Show every line in the items below that contains the word "shirt". Case counts.

········

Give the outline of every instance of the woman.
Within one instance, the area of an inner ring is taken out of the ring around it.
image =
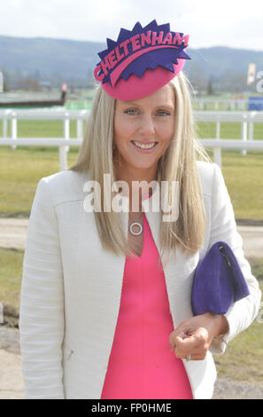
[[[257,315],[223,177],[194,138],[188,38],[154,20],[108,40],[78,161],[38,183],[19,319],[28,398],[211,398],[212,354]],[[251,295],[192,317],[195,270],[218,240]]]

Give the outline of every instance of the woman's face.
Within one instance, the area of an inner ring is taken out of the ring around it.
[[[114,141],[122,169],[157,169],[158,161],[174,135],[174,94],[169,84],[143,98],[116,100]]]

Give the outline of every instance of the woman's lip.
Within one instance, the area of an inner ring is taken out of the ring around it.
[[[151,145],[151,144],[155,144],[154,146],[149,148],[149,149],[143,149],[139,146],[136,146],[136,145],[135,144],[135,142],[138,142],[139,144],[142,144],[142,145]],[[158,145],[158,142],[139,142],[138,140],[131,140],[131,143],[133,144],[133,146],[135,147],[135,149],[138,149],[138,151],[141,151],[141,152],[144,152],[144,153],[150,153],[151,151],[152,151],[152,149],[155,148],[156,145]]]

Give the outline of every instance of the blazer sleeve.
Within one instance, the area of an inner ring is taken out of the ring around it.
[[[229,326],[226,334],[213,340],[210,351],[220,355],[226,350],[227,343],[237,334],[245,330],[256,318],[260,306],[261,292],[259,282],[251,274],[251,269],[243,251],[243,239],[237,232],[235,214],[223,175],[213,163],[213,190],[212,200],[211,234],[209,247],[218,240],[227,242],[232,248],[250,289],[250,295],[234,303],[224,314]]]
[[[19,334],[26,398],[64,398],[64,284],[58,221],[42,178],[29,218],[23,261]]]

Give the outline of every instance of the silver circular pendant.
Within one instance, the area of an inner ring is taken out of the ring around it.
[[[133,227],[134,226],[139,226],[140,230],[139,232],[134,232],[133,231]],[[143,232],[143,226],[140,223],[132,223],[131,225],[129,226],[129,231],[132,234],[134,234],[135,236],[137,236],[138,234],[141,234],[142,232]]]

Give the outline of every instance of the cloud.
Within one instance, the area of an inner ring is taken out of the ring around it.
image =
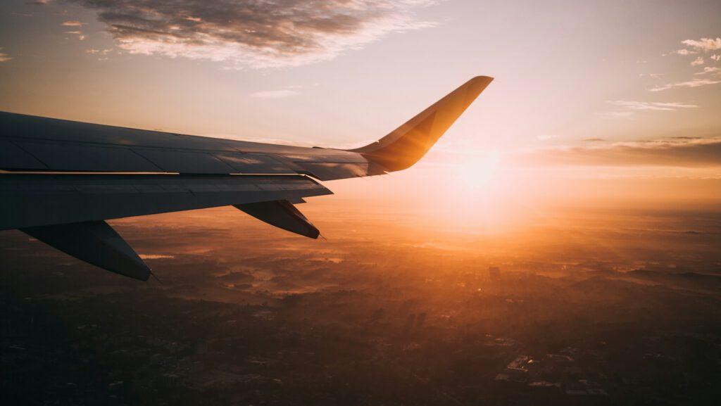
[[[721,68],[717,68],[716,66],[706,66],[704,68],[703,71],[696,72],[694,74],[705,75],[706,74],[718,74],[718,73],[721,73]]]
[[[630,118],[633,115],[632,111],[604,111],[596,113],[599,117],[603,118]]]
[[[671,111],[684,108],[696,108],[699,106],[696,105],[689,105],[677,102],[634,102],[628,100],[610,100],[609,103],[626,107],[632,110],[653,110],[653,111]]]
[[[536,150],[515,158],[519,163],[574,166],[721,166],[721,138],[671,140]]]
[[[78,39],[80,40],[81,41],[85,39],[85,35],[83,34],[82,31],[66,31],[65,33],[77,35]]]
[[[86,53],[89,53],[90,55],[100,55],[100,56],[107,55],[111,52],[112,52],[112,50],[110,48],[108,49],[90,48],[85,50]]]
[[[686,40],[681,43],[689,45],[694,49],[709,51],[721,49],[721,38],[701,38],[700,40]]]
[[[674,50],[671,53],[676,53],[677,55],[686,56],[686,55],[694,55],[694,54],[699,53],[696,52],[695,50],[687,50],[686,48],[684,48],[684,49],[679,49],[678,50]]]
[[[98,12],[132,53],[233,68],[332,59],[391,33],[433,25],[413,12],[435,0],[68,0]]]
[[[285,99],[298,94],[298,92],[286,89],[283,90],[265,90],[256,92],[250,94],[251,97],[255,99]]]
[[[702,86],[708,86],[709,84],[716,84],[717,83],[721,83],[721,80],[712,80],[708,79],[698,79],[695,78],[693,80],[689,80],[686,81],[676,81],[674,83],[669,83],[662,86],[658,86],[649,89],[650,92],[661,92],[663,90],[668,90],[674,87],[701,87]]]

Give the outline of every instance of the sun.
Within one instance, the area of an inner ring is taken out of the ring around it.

········

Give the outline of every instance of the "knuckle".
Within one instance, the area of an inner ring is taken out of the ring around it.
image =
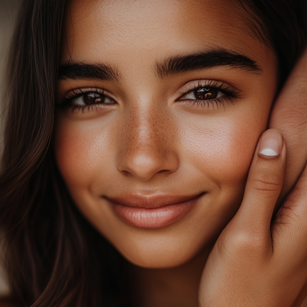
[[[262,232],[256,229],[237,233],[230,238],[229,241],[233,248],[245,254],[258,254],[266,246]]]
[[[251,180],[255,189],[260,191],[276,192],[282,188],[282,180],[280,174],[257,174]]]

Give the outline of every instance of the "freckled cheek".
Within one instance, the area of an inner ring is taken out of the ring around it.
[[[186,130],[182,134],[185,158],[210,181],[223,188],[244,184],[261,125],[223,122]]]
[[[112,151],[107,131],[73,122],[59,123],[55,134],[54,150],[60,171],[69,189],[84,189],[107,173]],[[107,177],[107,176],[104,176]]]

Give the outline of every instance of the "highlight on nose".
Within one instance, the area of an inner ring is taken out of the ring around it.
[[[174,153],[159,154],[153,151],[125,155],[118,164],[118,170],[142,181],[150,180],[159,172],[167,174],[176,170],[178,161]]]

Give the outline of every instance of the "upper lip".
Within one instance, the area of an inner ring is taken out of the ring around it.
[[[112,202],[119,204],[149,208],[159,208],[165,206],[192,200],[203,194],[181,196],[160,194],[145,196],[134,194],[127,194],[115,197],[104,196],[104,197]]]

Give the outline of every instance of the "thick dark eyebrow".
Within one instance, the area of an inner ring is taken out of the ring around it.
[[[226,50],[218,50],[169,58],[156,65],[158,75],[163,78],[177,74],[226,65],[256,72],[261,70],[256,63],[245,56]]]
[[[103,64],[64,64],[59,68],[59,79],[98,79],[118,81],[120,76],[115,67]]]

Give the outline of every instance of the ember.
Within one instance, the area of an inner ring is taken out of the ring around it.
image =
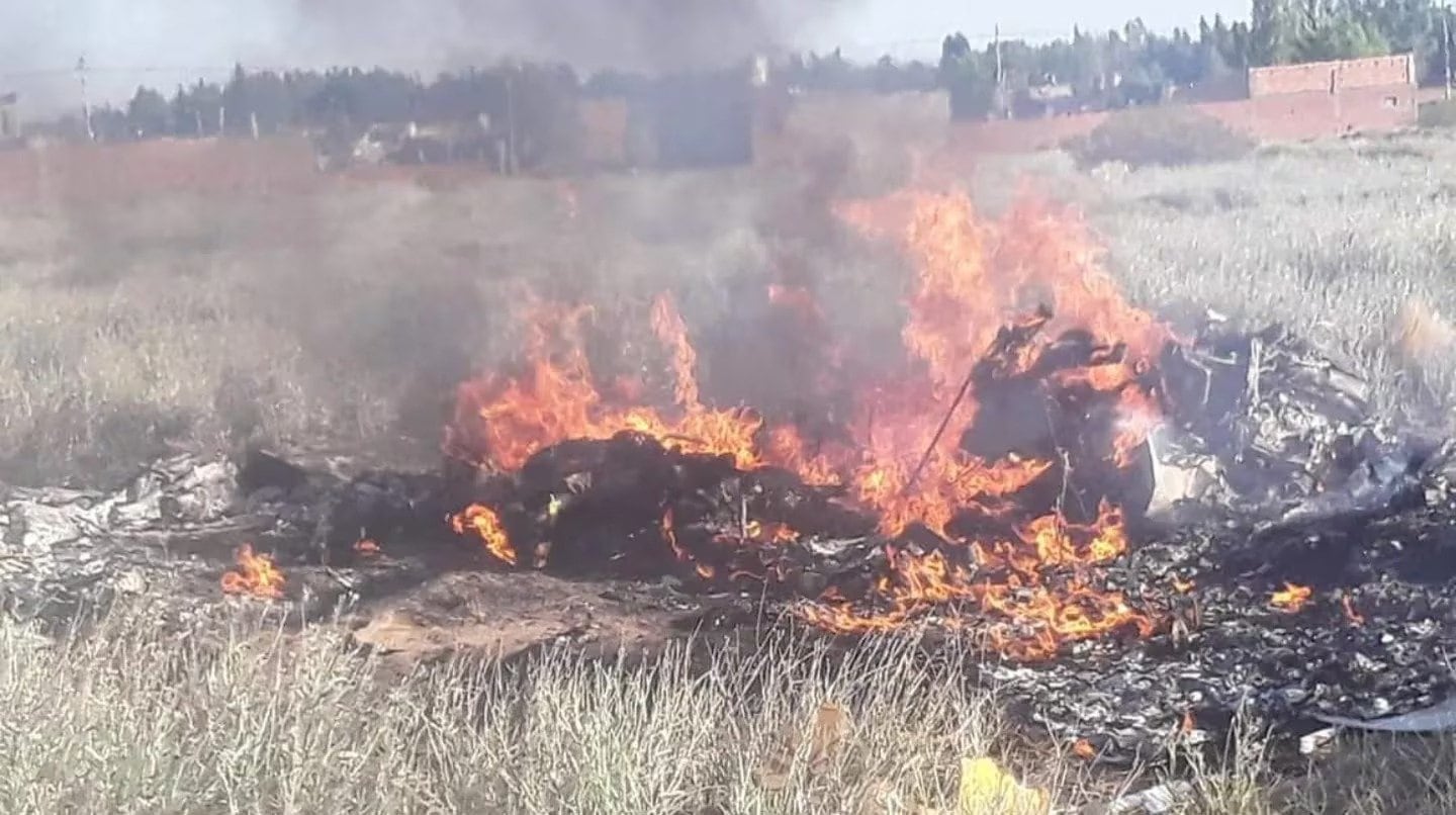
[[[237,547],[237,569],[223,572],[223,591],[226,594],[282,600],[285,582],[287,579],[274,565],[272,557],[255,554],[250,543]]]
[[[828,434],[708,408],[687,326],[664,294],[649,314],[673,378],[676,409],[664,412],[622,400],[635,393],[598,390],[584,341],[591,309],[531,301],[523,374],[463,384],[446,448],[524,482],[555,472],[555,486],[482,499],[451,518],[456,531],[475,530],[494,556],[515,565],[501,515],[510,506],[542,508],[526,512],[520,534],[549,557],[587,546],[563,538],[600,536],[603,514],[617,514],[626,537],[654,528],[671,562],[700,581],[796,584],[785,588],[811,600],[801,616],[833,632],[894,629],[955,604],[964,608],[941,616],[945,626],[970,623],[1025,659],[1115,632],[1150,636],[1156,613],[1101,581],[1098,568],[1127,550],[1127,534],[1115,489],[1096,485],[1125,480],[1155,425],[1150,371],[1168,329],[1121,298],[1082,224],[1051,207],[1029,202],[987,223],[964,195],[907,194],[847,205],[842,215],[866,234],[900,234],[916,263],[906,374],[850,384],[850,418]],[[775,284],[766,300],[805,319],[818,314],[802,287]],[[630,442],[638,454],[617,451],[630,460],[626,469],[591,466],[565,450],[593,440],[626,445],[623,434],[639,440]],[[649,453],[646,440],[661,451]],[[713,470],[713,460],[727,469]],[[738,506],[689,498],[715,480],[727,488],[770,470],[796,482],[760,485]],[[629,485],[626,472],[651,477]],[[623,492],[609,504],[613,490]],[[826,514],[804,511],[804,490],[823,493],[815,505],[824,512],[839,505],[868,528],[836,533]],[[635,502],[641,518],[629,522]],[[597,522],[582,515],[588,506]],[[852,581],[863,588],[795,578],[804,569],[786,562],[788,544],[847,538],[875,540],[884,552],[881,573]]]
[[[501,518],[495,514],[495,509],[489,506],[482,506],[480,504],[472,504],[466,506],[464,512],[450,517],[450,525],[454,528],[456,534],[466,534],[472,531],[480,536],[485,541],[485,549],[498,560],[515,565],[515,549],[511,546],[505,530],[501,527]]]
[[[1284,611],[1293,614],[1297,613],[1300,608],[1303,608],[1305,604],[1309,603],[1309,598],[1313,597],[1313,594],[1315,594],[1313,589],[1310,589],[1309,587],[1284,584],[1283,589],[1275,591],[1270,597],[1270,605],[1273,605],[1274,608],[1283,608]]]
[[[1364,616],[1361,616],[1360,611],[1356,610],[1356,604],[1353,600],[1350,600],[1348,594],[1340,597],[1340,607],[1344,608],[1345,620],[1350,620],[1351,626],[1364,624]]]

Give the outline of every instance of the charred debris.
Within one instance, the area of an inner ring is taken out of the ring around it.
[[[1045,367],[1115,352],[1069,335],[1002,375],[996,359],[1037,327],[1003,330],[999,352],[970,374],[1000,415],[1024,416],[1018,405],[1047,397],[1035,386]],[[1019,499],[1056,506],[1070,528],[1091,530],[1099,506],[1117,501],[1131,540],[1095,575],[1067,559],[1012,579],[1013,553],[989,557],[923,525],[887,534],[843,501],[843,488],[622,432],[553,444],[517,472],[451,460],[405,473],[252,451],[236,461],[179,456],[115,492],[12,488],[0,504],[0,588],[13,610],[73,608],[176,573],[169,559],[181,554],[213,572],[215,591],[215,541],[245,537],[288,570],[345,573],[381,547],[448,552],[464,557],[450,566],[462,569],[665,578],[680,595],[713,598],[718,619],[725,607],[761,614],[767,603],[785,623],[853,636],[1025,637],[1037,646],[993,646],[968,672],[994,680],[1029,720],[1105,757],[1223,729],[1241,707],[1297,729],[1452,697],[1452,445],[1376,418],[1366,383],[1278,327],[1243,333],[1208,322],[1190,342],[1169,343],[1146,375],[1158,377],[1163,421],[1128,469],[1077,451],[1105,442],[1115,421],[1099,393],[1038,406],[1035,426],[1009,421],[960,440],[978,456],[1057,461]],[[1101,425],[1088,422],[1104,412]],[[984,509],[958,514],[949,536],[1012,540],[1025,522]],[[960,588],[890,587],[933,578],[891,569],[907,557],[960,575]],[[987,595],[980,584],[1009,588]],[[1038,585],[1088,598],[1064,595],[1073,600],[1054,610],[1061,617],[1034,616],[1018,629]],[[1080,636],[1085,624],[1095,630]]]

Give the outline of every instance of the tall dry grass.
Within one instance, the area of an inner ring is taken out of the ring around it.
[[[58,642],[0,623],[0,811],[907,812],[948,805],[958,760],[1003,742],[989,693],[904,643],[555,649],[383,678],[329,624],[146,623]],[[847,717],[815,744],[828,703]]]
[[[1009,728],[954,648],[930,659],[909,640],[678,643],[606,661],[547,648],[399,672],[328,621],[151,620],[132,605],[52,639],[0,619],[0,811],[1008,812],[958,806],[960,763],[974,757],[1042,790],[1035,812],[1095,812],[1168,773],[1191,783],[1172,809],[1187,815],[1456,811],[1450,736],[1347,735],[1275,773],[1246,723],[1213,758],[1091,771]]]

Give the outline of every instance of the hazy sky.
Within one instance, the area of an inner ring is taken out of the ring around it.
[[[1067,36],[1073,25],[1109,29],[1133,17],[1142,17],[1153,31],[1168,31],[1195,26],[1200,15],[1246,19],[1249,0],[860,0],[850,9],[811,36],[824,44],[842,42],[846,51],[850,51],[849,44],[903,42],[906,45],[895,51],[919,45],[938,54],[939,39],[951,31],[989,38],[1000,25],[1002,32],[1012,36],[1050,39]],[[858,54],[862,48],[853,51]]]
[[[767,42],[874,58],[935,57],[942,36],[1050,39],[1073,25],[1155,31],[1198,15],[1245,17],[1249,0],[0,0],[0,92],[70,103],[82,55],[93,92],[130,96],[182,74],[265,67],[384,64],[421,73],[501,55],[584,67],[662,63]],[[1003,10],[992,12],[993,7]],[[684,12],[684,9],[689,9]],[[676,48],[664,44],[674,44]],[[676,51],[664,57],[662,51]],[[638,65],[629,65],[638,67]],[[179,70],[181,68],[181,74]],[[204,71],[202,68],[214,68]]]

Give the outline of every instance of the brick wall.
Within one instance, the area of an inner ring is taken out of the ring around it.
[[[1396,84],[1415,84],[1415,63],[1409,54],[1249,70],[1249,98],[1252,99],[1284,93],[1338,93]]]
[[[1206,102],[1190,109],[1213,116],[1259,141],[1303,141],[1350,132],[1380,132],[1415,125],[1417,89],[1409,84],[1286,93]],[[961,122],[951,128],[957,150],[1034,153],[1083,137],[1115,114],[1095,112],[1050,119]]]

········

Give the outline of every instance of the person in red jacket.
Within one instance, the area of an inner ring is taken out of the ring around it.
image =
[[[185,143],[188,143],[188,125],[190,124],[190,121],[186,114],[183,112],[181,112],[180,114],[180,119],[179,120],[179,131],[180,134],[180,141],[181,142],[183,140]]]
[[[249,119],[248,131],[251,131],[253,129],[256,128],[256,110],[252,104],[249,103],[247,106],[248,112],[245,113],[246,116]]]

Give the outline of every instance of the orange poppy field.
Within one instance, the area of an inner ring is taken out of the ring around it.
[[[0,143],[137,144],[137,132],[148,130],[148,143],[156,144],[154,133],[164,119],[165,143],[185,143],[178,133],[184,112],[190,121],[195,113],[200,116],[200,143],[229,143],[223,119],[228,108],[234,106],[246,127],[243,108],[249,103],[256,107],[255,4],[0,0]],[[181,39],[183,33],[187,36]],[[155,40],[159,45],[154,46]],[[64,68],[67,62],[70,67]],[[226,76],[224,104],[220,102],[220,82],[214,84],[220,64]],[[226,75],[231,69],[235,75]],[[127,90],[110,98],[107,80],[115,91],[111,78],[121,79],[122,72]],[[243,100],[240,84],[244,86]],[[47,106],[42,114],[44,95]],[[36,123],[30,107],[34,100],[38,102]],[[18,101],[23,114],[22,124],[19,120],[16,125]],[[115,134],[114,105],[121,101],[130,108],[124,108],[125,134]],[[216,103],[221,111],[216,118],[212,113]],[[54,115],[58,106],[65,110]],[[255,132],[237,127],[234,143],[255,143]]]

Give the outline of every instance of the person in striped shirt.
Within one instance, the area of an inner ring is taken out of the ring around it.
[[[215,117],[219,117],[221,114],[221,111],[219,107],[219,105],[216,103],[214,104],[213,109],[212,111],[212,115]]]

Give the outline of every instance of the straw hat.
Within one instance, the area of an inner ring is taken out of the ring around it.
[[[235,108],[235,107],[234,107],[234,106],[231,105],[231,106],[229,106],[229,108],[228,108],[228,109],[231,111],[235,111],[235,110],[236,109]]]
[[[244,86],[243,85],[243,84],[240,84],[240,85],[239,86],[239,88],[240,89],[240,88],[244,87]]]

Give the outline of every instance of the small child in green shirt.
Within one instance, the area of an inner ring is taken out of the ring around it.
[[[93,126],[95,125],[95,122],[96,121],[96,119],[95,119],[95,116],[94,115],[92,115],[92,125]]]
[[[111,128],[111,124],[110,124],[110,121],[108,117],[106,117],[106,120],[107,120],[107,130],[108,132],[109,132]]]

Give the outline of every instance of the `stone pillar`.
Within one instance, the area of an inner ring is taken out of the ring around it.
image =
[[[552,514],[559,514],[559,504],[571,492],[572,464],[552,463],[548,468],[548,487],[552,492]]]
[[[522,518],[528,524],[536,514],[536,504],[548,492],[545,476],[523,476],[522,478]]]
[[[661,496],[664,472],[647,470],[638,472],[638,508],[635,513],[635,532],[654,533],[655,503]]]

········

• Answer below:
Give the outline of every instance of the person in striped shirt.
Give the outline of every instance of the small child in green shirt.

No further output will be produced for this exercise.